§ Excerpted text:
------------------------------
A major component of the reform included developing a flipped classroom model through the backwards design of course learning objectives. These reforms, while many years before the official start of the Ecampus project, were informed by knowledge that the intro sequence would someday need to go online.
Getting started
In some sense, the Ecampus project began when the on-campus intro sequence reform started, six years ago. At that time, most content provided by publishers was centered on traditional lectures and existing textbook frameworks. The reform team spent a year discovering that students in the modern digital age do not study the way students of the past used to. Students favor Google and YouTube videos over long textbook chapters.
Driven by a passion to make education more affordable and the lack of resources designed for a modern flipped classroom, the reform team embarked on creating its own open education resources (OER). By 2017, the on-campus intro sequence dropped the publisher’s textbook, replacing it with nearly 300 pre-lecture videos filmed in house, many in the department’s new Lightboard Studio.
------------------------------
§ Record set:
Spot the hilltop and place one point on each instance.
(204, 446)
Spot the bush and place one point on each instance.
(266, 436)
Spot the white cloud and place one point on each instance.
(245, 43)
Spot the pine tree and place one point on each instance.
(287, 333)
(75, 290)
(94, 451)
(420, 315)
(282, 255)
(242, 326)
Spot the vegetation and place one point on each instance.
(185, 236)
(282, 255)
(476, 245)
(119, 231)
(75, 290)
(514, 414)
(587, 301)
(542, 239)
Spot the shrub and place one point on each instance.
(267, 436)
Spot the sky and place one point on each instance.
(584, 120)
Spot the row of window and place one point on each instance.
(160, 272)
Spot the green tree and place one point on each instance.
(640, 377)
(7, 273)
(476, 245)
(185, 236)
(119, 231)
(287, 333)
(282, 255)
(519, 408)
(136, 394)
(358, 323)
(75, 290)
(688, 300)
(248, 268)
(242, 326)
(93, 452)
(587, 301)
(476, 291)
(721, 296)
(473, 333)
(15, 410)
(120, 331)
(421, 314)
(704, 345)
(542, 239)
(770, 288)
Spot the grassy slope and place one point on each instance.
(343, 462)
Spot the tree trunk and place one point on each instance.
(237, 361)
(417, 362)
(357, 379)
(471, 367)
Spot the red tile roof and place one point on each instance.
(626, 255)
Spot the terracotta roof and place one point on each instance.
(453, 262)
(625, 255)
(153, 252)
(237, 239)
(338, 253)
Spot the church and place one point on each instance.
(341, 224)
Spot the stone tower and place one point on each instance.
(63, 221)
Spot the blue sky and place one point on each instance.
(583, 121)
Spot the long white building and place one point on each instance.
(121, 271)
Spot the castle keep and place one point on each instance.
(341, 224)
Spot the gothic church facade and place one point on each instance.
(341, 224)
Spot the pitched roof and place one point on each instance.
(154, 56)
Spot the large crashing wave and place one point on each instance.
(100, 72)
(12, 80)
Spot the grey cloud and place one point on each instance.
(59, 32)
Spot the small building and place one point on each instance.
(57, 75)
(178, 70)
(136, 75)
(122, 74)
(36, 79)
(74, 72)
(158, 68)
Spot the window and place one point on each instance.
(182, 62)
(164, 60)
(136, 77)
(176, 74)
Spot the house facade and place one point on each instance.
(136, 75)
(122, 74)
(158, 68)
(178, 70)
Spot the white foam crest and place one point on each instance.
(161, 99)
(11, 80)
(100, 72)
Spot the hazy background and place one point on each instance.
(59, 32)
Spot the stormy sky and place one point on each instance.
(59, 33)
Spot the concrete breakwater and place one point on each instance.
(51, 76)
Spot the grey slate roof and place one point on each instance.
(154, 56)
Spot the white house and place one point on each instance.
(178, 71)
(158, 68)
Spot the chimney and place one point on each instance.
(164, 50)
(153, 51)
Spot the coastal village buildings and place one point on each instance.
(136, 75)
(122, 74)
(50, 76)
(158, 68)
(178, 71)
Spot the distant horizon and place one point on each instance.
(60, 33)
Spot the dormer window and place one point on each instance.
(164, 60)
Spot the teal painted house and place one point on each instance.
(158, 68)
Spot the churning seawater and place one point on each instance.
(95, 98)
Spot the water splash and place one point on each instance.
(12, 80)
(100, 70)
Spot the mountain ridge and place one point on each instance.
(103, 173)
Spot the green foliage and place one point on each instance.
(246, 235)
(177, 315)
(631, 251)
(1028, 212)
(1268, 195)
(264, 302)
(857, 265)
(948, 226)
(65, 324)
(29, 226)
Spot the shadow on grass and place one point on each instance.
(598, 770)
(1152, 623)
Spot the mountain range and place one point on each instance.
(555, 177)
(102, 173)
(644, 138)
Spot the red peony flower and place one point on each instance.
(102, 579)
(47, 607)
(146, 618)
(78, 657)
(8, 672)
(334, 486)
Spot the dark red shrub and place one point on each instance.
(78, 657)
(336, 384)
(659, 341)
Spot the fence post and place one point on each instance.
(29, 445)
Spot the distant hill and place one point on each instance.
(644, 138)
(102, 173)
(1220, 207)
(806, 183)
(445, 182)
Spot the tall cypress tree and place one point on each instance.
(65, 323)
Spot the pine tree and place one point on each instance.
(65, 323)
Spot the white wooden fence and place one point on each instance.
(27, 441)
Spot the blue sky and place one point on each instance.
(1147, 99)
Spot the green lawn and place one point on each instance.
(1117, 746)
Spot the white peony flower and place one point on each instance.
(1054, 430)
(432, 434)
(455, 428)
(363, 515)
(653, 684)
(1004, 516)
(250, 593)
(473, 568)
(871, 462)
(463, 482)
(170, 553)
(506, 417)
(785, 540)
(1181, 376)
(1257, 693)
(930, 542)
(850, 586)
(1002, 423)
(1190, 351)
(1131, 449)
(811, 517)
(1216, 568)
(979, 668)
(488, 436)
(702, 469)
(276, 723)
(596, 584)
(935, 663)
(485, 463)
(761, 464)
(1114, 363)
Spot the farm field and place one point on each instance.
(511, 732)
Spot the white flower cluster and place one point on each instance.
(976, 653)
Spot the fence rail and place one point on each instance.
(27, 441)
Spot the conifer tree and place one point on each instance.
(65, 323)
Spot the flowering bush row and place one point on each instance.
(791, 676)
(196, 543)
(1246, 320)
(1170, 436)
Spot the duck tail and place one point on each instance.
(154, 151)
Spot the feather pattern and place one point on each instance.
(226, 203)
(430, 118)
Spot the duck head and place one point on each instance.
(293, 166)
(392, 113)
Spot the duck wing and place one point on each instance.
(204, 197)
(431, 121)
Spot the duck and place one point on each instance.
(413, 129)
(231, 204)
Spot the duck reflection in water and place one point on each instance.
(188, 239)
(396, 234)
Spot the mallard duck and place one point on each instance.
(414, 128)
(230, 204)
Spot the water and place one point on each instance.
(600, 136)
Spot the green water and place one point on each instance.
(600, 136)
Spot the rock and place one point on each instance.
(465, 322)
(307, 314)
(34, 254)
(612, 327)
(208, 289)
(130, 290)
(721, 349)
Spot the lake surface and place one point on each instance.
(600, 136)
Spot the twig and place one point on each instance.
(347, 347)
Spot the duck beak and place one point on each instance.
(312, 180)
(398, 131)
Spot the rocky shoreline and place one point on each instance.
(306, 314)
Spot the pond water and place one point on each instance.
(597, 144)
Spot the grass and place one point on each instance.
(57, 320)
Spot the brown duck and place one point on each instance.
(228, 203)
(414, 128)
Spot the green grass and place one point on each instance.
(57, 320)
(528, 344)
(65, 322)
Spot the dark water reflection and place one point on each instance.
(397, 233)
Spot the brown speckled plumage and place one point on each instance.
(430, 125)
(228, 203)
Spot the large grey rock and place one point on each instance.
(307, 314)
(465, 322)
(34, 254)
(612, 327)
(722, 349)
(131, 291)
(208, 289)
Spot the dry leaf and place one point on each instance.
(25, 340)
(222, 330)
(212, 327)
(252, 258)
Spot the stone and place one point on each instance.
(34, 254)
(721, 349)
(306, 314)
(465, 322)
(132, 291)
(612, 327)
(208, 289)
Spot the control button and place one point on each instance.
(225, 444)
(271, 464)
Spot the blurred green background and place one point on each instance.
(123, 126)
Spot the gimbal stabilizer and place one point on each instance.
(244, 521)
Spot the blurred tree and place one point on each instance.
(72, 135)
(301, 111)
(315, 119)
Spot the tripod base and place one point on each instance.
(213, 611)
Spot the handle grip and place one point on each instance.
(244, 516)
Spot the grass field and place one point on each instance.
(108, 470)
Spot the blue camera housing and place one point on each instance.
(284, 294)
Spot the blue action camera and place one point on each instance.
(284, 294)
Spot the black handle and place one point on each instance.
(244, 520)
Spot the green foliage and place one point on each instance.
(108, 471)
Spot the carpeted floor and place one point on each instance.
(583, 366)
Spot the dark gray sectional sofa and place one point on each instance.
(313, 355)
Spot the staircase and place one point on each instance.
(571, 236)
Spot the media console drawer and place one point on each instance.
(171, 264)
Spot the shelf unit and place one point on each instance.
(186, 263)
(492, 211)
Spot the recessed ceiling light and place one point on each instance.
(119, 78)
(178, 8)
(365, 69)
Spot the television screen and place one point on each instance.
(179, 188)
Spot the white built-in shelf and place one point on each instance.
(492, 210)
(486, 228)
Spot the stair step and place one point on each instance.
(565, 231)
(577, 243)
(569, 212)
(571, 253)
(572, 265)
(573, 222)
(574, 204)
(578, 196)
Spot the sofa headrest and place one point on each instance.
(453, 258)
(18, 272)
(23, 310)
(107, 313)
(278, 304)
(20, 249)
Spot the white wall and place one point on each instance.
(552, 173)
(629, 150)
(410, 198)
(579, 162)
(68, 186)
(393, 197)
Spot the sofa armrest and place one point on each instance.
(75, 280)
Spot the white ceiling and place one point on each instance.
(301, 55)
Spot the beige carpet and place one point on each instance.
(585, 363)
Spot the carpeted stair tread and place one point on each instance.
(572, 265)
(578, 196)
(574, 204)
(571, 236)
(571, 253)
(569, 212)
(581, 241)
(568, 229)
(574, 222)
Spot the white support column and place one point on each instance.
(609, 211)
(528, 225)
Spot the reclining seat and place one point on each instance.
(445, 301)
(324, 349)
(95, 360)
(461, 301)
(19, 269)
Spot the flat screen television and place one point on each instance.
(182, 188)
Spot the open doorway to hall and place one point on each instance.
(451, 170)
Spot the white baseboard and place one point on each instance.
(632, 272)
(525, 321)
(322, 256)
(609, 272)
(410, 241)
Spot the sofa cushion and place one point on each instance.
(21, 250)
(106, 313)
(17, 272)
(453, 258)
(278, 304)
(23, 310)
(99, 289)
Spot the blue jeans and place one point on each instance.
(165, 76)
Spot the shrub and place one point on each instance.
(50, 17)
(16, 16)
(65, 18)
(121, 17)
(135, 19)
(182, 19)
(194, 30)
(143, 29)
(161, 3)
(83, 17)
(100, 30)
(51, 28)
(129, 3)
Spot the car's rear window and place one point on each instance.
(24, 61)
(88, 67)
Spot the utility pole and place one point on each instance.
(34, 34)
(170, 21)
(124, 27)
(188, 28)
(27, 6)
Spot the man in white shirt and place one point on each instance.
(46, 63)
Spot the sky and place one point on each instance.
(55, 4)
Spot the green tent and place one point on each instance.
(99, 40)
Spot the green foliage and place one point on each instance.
------------------------------
§ Problems to work on:
A) Which numbers appear in the passage on the intro sequence reform, written either as words or as digits?
B) Can you carry the passage on the intro sequence reform forward, starting right after its last sentence?
The records come from a separate source and have no connection to the passage on the intro sequence reform.

§ Task-by-task results:
A) six, 2017, 300

B)
A course website, boxsand.org, was created to host the videos the team developed and to curate the existing online resources. BoxSand now hosts nearly 1,000 custom videos that explain physics concepts and show problem solving strategies. The site also has short text explanations, concept maps, study sheets, pro tips, example problems, links to YouTube videos, sensemaking strategies, and, for more traditional learners, links to the relevant chapters in an OER textbook from the folks at OpenStax. The website is also a research tool the BoxSand team uses to perform educational data mining and predictive analytics, but that is a whole other story all together.